**Task list:**
• A. In the distributed systems notes, what are two examples of clients?
• B. Write the next part of the distributed systems notes, carrying on after their last line.

**Excerpt:**
_____

Coordinating actions to ensure nodes access shared resources consistently and predictably.

Study Notes

• A distributed system is a collection of systems that appear to the end user as one cohesive system.
• In a distributed system, nodes work together over a network to contribute processing power, storage, or memory to create a powerful, scalable, fault-tolerant system.

Design Principles of Distributed Systems

• Scalability involves designing systems to scale horizontally by adding more nodes to handle increased demand.
• Fault Tolerance means systems continue to function even if one or more nodes fail.
• Decentralization requires systems to to avoid single points of failure and bottlenecks
• Transparency requires systems to provide seamless user experiences by hiding complexities of the distributed architecture, so the system appears as a single, unified whole.
• Flexibility requires systems to accommodate different hardware, software, and network configurations.

Client-Server Architecture

• Client-server architecture is a computing concept where multiple client nodes request service from a central server system.
• The server processes requests and responds.

Client

• A client is the requesting entity, such as a device or application requesting services or data from a server, and initiates communication.
• Web browsers and mobile apps are examples of clients.

Server

• A server is the providing entity, such as a device or software application that provides services, resources, or data upon a client's request.
• Web servers, database servers, and file serversare examples of servers

Network

• The network is the communication medium connecting clients and servers which can be a LAN (Local Area Network) or WAN (Internet).

Two-Tier Architecture

• In two-tier architecture the client communicates directly with the server.

_____

**Raw data:**
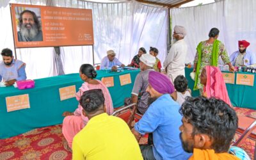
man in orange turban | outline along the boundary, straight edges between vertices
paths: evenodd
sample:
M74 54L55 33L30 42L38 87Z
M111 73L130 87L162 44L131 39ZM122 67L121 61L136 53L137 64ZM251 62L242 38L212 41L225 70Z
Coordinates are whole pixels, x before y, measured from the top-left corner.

_____

**Answers for the tasks:**
• A. Web browsers and mobile apps.

• B.
• Example: a desktop app accessing a database

Three-Tier Architecture

• Three Tier Architecture = Client + Application Server + Database Server
• The application server processes business logic before accessing the database using the server.
• Example: a web app where the browser communicates with an API (server) that fetches data from a database.

Multi-Tier Architecture (N-Tier)

• More than three layers, adding load balancing, caching, and security layers.
• This architecture is used in large scale cloud applications.

Advantages of Client-Server Architecture

• Data is stored and managed centrally.
• Servers enforce access control and authentication.
• Servers can handle multiple clients efficiently.
• Clients access data from one source, ensuring updated data.

Disadvantages of Client-Server Architecture

• The server may slow down if too many clients request data at once.
• Clients lose access to data if the server crashes.
• This setup can be costly

Examples of Client-Server Architecture

• Web browsing: browsers requesting a webpage from a server.
• Email services: email apps connecting to an email server (e.g., Outlook, Gmail).
• Cloud storage: Google Drive and Dropbox uses this model for file storage.
• Online banking: apps communicate with central servers for transaction processing.

Peer-to-Peer Architecture (P2P)

• P2P is a distributed system architecture where all nodes, or peers, are equal and act as both clients and servers.
• Peers share resources like files or computing power.

Key Characteristics of P2P Architecture

• All peers are equal
• There is no central authority so it is decentralized
• Each peer operates autonomously

Advantages of P2P Architecture

• Improved scalability because each peer can contribute to the network.
• Increased fault tolerance because other peers can take over responsibilities of failed peers
• Better resource allocation as the system efficiently utilizes resources.

Disadvantages of P2P Architecture

• This can be more complex to design and implement as compared to client-server.
• This has increased security risks
• Network congestion can occur

P2P Architecture Models

• Unstructured P2P does not have a centralized index.
• Gnutella an example of unstructured P2P architecture
• Structured P2P uses a distributed hash table (DHT) to index resources.
• Chord is an example of Structured P2P architecture
• Hybrid P2P combines elements of unstructured and structured P2P networks.
• BitTorrent is an example of Hybrid P2P architecture

Examples of P2P Architecture

• BitTorrent is a file sharing network
• Bitcoin allows users to share and verify transactions.

Middleware

• Middleware is software that acts as an intermediary between distributed applications to enable communication, data exchange, and coordination.
• Middleware provides a layer of abstraction to allow developers to focus on application logic.

Functions of Middleware

• Inter-process communication(IPC) facilitates communication between different processes across networks.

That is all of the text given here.